● **DESCRIPTION OF THE TASK**: Continue the news report on tau protein and Alzheimer's brain atrophy from the point where it stops.

Harmful protein build-up predicts brain tissue damage in Alzheimer’s disease, study finds

Build-up of a harmful protein in the brain can predict atrophy in Alzheimer’s disease patients at least one year in advance.

Previous studies have shown that two tell-tale plaques, amyloid beta and tau, form clumps that smother and destroy neurons.  

But researchers found that only accumulation of the tau protein was indicative of where damage would occur as Alzheimer’s progressed.

The team, from the University of San Francisco Memory and Aging Center, says the findings shed fresh light on the age-related brain disease and that either drugs could prevent this neurodegeneration or that scans predicting future atrophy could lead to personalized dementia care. 

A new study from the University of San Francisco has found that levels of tau protein in the brain were more predictive of future degeneration compared to amyloid proteins in Alzheimer’s patients (file image)

‘No one doubts that amyloid plays a role in Alzheimer’s disease,’ said lead author Dr Renaud La Joie, a postdoctoral researcher at the University of San Francisco. 

‘But more and more tau findings are beginning to shift how people think about what is actually driving the disease.’  

It is estimated that there are about 44 million people worldwide – 5.7 million of whom are Americans of all ages – living with Alzheimer’s disease.

The progressive brain disorder slowly destroys memory, thinking skills and the ability to perform simple tasks.

There is no known cure for Alzheimer’s, but experts suggest physical exercise, social interaction and adding brain boosting omega-3 fats to your diet can slow down the onset of symptoms.

Such symptoms can include disorientation, difficulty remembering newly learned information and suspicion about family and friends. 

Scientists have debated for years the importance of amyloid beta proteins and tau proteins, which were discovered in the early 20th century. 

Numerous drugs have been manufactured attempting to target amyloid, with mixed or few results.

[Collected data entries]

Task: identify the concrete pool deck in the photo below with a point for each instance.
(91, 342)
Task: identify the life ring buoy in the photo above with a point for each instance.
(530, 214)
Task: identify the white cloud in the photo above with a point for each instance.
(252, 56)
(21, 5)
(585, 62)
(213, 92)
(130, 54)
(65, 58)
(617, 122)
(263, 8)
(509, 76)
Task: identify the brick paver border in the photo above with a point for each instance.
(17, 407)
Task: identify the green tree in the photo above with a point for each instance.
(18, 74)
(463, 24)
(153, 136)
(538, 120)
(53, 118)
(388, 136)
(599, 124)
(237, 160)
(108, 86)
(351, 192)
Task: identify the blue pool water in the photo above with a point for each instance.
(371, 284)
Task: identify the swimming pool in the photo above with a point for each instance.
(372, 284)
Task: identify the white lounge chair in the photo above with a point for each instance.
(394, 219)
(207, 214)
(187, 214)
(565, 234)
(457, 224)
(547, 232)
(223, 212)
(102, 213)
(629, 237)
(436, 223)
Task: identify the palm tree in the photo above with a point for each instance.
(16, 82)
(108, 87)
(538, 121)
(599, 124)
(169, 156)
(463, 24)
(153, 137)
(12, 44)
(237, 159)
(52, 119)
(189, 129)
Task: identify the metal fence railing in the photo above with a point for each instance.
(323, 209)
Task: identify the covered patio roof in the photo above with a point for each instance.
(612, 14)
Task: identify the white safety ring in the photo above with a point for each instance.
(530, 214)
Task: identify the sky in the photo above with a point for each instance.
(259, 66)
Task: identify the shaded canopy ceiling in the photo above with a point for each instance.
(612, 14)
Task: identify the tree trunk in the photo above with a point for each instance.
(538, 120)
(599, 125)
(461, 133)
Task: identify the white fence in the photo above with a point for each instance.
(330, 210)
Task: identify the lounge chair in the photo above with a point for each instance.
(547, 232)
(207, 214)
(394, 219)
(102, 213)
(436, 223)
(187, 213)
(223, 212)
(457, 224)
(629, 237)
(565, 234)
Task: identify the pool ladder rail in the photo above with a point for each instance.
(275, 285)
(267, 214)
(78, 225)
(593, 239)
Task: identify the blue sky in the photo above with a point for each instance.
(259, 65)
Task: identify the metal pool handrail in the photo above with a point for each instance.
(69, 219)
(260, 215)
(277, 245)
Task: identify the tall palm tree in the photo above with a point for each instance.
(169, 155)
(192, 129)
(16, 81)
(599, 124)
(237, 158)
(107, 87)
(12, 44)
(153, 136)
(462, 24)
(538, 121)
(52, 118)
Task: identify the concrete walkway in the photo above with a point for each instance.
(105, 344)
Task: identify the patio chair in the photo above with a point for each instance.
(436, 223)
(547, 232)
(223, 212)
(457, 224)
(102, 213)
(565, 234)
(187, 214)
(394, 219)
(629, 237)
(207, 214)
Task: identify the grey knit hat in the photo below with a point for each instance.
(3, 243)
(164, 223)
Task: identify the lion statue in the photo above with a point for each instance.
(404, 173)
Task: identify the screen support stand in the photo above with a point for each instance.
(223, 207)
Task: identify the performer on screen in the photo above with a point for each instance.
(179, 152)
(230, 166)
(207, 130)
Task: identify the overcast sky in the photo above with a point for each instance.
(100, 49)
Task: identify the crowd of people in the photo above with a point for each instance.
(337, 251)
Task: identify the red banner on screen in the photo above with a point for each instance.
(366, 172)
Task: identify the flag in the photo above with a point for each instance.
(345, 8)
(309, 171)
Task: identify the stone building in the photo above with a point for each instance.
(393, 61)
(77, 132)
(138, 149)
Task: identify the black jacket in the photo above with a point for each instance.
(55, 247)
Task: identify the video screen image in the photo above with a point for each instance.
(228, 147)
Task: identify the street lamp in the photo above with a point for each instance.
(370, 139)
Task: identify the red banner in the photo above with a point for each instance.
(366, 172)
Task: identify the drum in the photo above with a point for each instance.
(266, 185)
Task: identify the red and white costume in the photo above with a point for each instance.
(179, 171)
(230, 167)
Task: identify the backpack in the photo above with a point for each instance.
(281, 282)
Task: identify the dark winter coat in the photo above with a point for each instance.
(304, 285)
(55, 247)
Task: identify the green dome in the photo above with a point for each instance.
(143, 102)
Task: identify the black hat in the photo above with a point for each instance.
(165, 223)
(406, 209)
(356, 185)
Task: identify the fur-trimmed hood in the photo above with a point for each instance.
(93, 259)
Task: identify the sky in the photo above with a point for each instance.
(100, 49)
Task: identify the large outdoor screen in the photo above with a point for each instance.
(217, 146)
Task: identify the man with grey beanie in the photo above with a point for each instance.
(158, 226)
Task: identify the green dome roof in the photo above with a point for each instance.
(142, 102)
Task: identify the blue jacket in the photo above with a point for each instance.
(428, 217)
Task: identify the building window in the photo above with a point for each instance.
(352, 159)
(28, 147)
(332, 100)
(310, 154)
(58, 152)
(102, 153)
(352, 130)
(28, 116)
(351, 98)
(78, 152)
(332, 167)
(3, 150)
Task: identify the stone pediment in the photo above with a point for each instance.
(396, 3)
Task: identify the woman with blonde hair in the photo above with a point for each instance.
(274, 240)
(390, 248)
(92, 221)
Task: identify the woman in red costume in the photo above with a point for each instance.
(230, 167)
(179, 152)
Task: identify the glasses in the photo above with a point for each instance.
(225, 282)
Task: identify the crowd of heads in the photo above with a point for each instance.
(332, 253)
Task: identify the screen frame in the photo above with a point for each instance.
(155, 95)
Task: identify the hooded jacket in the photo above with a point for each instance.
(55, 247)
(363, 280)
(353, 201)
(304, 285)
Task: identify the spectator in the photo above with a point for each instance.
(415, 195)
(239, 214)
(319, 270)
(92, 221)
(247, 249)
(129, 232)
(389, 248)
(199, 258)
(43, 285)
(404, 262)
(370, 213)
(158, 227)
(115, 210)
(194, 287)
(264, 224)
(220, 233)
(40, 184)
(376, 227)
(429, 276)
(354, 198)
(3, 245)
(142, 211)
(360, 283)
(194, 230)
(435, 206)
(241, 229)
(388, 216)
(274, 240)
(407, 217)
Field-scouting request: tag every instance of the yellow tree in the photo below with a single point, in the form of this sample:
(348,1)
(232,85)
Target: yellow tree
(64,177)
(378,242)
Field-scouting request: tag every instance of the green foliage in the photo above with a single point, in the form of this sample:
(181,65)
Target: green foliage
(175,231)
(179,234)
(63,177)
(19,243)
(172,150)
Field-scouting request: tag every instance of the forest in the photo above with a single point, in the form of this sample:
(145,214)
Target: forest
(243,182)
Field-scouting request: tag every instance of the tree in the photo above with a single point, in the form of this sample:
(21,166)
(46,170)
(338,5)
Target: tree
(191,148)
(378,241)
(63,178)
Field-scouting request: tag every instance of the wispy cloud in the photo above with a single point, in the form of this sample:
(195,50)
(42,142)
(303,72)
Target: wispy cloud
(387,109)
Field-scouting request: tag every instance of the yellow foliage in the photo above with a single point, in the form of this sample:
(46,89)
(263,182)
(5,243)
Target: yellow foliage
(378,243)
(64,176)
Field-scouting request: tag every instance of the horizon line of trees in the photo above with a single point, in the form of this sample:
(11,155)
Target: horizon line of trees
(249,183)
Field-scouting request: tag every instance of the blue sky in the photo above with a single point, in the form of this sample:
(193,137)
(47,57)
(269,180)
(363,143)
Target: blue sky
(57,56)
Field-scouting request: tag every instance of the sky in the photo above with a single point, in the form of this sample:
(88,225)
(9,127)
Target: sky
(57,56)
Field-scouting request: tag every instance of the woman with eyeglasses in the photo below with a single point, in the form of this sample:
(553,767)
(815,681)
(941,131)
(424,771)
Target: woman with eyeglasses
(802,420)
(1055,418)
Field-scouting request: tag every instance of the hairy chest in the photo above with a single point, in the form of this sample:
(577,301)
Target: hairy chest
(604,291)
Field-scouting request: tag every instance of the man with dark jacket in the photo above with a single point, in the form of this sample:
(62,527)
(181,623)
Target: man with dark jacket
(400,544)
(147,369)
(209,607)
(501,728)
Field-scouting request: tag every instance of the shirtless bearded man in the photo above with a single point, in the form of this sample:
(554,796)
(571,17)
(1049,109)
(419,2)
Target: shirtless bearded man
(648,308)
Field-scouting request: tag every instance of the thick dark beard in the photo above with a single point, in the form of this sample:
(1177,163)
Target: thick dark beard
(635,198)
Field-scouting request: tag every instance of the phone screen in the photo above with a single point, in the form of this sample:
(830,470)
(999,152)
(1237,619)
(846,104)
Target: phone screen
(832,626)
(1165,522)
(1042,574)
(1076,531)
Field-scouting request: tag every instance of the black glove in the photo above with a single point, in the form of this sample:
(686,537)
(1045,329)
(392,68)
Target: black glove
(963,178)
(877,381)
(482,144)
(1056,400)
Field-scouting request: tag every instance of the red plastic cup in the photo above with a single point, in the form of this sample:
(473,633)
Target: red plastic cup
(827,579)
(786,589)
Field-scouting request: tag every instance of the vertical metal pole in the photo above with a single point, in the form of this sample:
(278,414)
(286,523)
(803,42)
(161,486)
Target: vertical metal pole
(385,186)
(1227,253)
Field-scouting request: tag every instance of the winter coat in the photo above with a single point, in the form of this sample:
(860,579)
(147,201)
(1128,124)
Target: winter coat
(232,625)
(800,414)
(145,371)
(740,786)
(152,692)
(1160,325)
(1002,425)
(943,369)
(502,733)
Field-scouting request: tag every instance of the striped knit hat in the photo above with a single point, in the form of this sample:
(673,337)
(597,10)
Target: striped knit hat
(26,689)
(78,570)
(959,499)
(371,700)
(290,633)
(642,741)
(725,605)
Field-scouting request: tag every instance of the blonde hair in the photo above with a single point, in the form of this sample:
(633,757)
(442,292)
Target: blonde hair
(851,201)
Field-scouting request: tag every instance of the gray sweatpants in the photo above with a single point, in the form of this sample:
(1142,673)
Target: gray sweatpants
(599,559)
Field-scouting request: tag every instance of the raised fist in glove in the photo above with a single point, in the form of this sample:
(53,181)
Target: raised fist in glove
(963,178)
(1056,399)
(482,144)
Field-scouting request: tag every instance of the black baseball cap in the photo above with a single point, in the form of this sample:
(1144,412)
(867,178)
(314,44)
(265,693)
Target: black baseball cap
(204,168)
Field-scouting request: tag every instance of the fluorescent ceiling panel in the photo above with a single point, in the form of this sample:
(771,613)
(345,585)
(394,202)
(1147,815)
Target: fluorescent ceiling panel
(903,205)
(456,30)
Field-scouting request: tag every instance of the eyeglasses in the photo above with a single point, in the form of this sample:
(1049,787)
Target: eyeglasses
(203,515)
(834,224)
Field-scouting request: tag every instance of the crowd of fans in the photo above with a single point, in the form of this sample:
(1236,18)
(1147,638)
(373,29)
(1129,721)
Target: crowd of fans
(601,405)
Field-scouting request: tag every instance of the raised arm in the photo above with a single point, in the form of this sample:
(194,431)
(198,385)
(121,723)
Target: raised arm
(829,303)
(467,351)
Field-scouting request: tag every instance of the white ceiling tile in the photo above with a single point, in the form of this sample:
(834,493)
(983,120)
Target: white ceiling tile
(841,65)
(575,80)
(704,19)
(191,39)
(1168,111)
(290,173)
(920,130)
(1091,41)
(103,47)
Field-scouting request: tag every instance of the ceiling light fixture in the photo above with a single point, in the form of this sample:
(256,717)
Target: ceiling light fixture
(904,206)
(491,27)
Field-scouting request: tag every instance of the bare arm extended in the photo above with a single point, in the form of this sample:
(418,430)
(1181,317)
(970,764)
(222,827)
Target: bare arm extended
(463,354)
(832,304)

● **WRITTEN RESPONSE**:
This has led to researchers looking at tau – which was once seen as just an indication of where brain cells had died – to see if this protein is actually driving the disease.  

For the study, published in the journal Science Translational Medicine, the team recruited 32 people with early stage Alzheimer’s disease.


Signs and symptoms:  

  • Difficulty remembering newly learned information
  • Disorientation
  • Mood and behavioral changes
  • Suspicion about family, friends and professional caregivers
  • More serious memory loss
  • Difficulty with speaking, swallowing and walking

Stages of Alzheimer’s:  

  • Mild Alzheimer’s (early-stage) – A person may be able to function independently but is having memory lapses
  • Moderate Alzheimer’s (middle-stage) – Typically the longest stage, the person may confuse words, get frustrated or angry, or have sudden behavioral changes
  • Severe Alzheimer’s disease (late-stage) – In the final stage, individuals lose the ability to respond to their environment, carry on a conversation and, eventually, control movement

All the participants received PET scans, which evaluate organ and tissue functions, with two separate tracers to measure levels of amyloid and tau in their brains. 

Results showed found tau levels in the brain at the study’s start indicated how much degeneration would occur over the course of a year. 

Additionally, tau build-up in the brain predicted atrophy in that area with more than 40 percent accuracy. 

By comparison, amyloid build-up only predicted degeneration in the area where clumps were with only three percent accuracy.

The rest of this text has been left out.